** Passage to read follows **
Aortic stenosis and statins
Heart 2006; 92: 729-34
Degenerative calcific aortic stenosis (AS) is the commonest form of valvular lesion in Western societies. With an ageing population, the prevalence of AS and its co-morbidities is set to grow. Once breathlessness, chest pain, syncope or severe outflow tract obstruction develop, mortality may reach 50 per cent at two years.
This editorial discusses the possible medical treatments of AS. There is histological evidence that the development of AS has some similarities to that of vascular atherosclerosis. Observational studies have indicated that statins may lead to regression of early aortic disease, although the SALTIRE trial did not show regression in established disease.
The editorial also commented on the use of ACE inhibitors and the potential over-concern with these drugs in AS. The evidence regarding the benefits of ACE inhibitors in AS is conflicting and further work is required.
Community care benefits elderly patients
JAMA 2006; 295: 2,503-10
Removal from a familiar environment and concern about dying are among the factors that make elderly patients feel vulnerable and reluctant to be transferred to hospital.
Community care may reduce the risk of confusion and nosocomial infection, and is cheaper than secondary care.
This Canadian study of 680 patients over the age of 65 assessed a clinical care protocol including oral antibiotics, portable chest radiography, O2 saturation monitoring, fluid management and monitoring by a research nurse against usual care. Hospital admissions, length of stay, mortality, health-related quality of life, functional status and cost were measured among both groups.
A 12 per cent reduction in admissions was demonstrated when the protocol was applied. When these patients were admitted they had a reduced length of stay in hospital.
PFO and cerebrovascular disease
Mayo Clin Proc 2006; 81: 602-8
We are taught in medical school that patent foramen ovale (PFO) is a risk factor for cerebrovascular disease. This case-controlled study aimed to determine whether PFO is a risk factor for stroke.
The study involved just over 2,000 patients and adjusted for classical risk factors for cerebrovascular disease. The research group concluded that the link with PFOs has been over-estimated.
Is this ground breaking or a classic case of do not believe everything you read in the journals? It would be a brave clinician to ignore a PFO in a stroke patient.
Infection rates and miscarriage
BMJ 2006; 332: 1235-1237
This study aimed to assess differences in infection rate between expectant, medical and surgical management modalities for miscarriage. The UK based study involved seven hospitals and 1,200 women under 13 weeks gestation experiencing missed (early foetal demise) or incomplete miscarriages.
** End of Passage to read **
** Input data follows **
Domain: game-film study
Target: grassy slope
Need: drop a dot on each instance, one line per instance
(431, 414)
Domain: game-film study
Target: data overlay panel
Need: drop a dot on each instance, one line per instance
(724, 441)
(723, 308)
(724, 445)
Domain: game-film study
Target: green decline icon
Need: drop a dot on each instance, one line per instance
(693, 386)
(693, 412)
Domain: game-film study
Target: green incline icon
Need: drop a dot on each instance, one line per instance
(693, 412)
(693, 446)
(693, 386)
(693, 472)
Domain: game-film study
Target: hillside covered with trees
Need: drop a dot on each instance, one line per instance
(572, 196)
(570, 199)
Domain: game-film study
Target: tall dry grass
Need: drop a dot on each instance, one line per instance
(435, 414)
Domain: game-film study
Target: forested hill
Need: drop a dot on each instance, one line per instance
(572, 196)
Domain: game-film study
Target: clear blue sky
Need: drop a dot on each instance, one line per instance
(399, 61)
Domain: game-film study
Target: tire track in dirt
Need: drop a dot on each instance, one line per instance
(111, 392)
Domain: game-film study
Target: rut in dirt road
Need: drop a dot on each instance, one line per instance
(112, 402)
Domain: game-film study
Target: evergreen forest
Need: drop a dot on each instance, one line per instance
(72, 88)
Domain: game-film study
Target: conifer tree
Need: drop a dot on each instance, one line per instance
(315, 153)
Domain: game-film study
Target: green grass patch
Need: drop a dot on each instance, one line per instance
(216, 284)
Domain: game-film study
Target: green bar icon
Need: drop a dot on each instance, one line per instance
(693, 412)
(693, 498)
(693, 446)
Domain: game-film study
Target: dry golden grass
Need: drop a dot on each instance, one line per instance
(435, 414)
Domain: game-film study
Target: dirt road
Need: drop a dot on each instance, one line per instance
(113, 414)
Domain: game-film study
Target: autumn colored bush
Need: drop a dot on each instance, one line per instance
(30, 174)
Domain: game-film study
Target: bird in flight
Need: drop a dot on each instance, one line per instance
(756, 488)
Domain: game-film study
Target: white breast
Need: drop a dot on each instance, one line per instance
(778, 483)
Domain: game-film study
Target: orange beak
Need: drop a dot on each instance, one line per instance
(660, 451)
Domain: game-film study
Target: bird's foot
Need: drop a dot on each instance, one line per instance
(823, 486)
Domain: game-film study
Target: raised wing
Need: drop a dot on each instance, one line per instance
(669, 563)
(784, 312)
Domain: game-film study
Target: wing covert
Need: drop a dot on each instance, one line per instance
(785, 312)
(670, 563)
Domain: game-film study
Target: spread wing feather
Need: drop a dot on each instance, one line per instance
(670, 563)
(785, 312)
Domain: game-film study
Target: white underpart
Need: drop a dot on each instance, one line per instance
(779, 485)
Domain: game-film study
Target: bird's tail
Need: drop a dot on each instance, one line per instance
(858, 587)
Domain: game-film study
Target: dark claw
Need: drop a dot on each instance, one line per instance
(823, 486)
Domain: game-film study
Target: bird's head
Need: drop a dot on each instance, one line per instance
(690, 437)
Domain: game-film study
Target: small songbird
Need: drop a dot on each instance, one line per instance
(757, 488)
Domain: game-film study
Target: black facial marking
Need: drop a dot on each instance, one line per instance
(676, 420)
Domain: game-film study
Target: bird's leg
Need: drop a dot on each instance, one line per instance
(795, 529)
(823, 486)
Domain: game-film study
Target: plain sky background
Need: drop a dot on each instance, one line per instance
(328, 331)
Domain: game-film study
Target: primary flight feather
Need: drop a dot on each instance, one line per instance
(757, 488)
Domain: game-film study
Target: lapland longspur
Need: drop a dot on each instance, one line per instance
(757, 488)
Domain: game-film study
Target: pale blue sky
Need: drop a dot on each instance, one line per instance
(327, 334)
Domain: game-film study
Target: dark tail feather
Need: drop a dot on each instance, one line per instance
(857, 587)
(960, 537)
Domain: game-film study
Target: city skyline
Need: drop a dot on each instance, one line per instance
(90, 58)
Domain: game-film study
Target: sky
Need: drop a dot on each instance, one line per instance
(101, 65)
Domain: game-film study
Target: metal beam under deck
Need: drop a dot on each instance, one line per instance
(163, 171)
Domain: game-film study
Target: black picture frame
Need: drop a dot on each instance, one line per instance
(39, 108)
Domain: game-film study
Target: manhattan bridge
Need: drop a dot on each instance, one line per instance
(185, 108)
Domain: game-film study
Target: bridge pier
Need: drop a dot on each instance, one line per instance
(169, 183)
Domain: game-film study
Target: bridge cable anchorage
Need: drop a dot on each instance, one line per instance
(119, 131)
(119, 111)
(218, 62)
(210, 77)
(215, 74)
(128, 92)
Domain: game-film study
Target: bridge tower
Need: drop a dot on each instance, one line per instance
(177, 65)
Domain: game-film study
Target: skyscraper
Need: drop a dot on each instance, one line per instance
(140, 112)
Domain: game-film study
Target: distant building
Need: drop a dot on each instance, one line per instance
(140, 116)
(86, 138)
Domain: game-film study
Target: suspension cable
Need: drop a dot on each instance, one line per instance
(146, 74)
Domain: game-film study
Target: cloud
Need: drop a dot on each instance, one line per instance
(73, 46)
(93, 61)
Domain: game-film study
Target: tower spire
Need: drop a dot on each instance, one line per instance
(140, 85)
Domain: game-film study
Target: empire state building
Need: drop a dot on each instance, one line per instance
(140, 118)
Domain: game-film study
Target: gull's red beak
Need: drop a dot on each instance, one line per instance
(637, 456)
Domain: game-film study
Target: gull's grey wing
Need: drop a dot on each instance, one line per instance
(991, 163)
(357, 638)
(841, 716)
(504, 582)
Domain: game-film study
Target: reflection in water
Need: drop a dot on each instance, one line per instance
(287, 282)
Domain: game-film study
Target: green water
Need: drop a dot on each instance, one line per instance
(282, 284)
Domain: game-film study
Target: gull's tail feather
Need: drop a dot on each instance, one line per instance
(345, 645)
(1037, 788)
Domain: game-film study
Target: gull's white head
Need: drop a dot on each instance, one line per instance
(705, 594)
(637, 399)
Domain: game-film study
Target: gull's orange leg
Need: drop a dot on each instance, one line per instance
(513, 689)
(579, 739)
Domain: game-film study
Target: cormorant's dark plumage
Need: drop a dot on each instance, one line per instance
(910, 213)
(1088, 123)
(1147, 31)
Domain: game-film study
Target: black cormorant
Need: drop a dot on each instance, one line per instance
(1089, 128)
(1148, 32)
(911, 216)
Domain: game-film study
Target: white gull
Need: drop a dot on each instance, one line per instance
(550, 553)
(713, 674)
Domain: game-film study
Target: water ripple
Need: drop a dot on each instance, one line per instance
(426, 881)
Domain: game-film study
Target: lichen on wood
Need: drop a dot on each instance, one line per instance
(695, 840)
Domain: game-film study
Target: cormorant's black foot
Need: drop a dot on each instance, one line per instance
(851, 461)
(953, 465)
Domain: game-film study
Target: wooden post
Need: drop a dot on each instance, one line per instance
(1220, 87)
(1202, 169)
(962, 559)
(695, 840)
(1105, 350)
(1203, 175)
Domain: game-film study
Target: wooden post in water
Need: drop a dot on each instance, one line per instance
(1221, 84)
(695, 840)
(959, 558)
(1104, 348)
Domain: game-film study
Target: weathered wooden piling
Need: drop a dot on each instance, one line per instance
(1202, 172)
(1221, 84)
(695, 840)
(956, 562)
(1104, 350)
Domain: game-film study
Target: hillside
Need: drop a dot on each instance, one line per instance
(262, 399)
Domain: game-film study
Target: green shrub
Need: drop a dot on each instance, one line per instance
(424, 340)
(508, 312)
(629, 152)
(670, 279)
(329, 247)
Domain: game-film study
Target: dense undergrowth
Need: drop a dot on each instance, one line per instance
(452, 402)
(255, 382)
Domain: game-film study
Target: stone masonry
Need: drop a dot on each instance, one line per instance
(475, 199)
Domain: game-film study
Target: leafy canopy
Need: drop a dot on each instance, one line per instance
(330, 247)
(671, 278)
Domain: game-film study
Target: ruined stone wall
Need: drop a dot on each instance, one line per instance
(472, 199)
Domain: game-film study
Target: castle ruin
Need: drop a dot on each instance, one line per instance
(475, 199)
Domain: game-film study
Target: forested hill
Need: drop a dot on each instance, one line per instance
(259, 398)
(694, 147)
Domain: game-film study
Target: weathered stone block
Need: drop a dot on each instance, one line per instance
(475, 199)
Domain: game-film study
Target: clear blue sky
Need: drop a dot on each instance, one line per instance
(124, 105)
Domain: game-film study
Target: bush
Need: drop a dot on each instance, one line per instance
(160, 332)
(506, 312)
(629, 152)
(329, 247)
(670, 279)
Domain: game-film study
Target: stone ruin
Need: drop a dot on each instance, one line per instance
** End of Input data **
Complete the following ▸
• A. In the journal summaries, by what percentage did hospital admissions fall when the community care protocol was applied?
• B. Continue the journal summaries from the point where they stop, after the sentence about the seven hospitals and 1,200 women.

Answers to the problems ▸
• A. By 12 per cent.

• B.
Outcomes measured were infection rates at 14 days, unplanned admission or further surgical intervention. Infection rates at 14 days were around 2-3 per cent across all three groups. Unplanned admissions were higher in the expectant (49 per cent) and medical (18 per cent) groups. The duration of bleeding was the least in the surgical group.
Admissions were mainly due to failure to expel the products of conception or failure of medical management, requiring curettage. A small number (3 per cent) required emergency surgery.
Expectant management is more appropriate for incomplete miscarriages and should be undertaken in selected patients who have 24-hour access to healthcare professionals.
- Dr Raj Thakkar is a GP in Woodburn Green, Buckinghamshire and a member of our team who regularly review the journals
Aortic stenosis is increasing in prevalence but more research on treatment is needed.
Community care reduces elderly patients' hospital stay.
Risk of stroke from PFO has been overstated.
Expectant management is more appropriate for incomplete miscarriages.
RESEARCH OF THE WEEK
Supported diets could work
BMJ 2006; 332: 1,309-11
Obesity is the new epidemic
This interesting UK-based study compared Dr Atkin's New Diet Revolution, the Slim-Fast plan, Weight Watchers and Rosemary Conley's regime to a control group. Weight loss, body fat indices and waist circumference were monitored over six months.
Reductions in all three measures were comparable in the four diet regimes, although the rate of weight loss varied. Average weight loss and fat loss at six months were 5.9kg and 4.4kg respectively.
At 12 months, those taking part in the unsupported regimes (Atkins and Slim-Fast) were more likely to have withdrawn. Supported weight loss on a population-wide scale could have major public health and cost benefits.